As when in the heavens the stars round the bright moon
Appear beautiful, and the air is without wind;
And all the heights, and the extreme summits,
And the wooded sides of the mountains appear; and from the
heavens an Infinite ether is diffused,
And all the stars are seen, and the shepherd rejoices in his heart;
So between the ships and the streams of Xanthus
Appeared the fires of the Trojans before Ilium.
A thousand fires burned on the plain, and by each
Sat fifty, in the light of the blazing fire;
And horses eating white barley and corn,
Standing by the chariots, awaited fair-throned Aurora.”
The “white-armed goddess Juno,” sent by the Father of gods and
men for Iris and Apollo,
“Went down the Idaean mountains to far Olympus,
As when the mind of a man, who has come over much earth,
Sallies forth, and he reflects with rapid thoughts,
There was I, and there, and remembers many things;
So swiftly the august Juno hastening flew through the air,
And came to high Olympus.”
His scenery is always true, and not invented. He does not leap in
imagination from Asia to Greece, through mid air,
<epei_e` ma’la polla` metaxy’
Ourea’ te skioe’nta, thala’ssa te _ech_e’essa.>
for there are very many
Shady mountains and resounding seas between.
If his messengers repair but to the tent of Achilles, we do not
wonder how they got there, but accompany them step by step along
the shore of the resounding sea. Nestor’s account of the march
of the Pylians against the Epeians is extremely lifelike:–
“Then rose up to them sweet-worded Nestor, the shrill orator
of the Pylians,
And words sweeter than honey flowed from his tongue.”
This time, however, he addresses Patroclus alone: “A certain
river, Minyas by name, leaps seaward near to Arene, where we
Pylians wait the dawn, both horse and foot. Thence with all
haste we sped us on the morrow ere ‘t was noonday, accoutred for
the fight, even to Alpheus’s sacred source,” &c. We fancy that
we hear the subdued murmuring of the Minyas discharging its
waters into the main the livelong night, and the hollow sound of
the waves breaking on the shore,–until at length we are cheered
at the close of a toilsome march by the gurgling fountains of
Alpheus.
There are few books which are fit to be remembered in our wisest
hours, but the Iliad is brightest in the serenest days, and
embodies still all the sunlight that fell on Asia Minor. No
modern joy or ecstasy of ours can lower its height or dim its
lustre, but there it lies in the east of literature, as it were
the earliest and latest production of the mind. The ruins of
Egypt oppress and stifle us with their dust, foulness preserved
in cassia and pitch, and swathed in linen; the death of that
which never lived. But the rays of Greek poetry struggle down to
us, and mingle with the sunbeams of the recent day. The statue
of Memnon is cast down, but the shaft of the Iliad still meets
the sun in his rising.
“Homer is gone; and where is Jove? and where
The rival cities seven? His song outlives
Time, tower, and god,–all that then was, save Heaven.”

SUPPLIED DATA>

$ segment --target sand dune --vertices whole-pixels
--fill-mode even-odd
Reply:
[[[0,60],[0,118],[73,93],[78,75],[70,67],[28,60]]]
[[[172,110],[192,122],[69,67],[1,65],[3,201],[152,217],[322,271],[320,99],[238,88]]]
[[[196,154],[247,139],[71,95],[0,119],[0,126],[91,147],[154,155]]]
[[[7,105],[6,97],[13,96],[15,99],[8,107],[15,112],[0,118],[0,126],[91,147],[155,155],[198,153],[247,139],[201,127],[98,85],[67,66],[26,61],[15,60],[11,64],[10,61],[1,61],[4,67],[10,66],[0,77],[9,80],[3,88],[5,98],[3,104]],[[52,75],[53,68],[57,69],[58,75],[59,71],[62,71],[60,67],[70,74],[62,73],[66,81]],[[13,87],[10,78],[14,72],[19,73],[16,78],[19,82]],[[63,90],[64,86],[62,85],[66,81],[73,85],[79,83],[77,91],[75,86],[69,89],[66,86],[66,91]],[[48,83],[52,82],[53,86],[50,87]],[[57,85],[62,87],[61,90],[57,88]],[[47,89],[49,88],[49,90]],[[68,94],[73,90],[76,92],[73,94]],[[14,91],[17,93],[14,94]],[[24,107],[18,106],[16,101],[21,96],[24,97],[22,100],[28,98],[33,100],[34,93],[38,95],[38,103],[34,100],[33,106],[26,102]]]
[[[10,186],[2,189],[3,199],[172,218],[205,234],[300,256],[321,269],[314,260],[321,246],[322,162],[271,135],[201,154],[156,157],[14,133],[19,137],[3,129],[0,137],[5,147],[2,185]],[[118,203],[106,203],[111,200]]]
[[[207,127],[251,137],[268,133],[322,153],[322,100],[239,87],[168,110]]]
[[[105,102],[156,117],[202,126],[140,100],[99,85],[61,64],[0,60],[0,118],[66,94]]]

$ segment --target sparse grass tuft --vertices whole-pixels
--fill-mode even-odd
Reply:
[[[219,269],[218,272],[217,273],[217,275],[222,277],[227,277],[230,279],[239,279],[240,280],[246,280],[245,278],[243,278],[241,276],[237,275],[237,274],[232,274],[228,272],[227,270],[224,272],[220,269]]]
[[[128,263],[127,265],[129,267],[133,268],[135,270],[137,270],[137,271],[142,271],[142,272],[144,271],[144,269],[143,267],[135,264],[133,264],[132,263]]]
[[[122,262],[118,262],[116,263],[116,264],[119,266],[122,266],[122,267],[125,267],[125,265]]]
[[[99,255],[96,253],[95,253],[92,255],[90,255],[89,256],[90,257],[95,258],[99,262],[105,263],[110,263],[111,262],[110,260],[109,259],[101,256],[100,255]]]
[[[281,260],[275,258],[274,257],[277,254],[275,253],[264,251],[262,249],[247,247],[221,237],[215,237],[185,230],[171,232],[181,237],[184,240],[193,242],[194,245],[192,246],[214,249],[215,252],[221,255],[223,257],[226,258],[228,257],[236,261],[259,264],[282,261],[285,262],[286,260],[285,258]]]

GOAL A>
Decide whether each statement below agrees with the passage on Homer. Answer yes or no, and quote the deciding words.
(i) A thousand fires burned on the plain.
(ii) Nestor addresses Achilles alone.
(iii) The statue of Memnon still stands.
GOAL B>
Using the passage on Homer, answer each question briefly:
(i) How many sat by each fire on the plain?
(ii) Which river leaps seaward near Arene?
(iii) For whom was Juno sent by the Father of gods and men?
The data stands apart from the passage on Homer as separate material.

CORRECT OUTPUT A>
(i) Yes: "A thousand fires burned on the plain"
(ii) No: "he addresses Patroclus alone"
(iii) No: "The statue of Memnon is cast down"

CORRECT OUTPUT B>
(i) Fifty
(ii) The Minyas
(iii) Iris and Apollo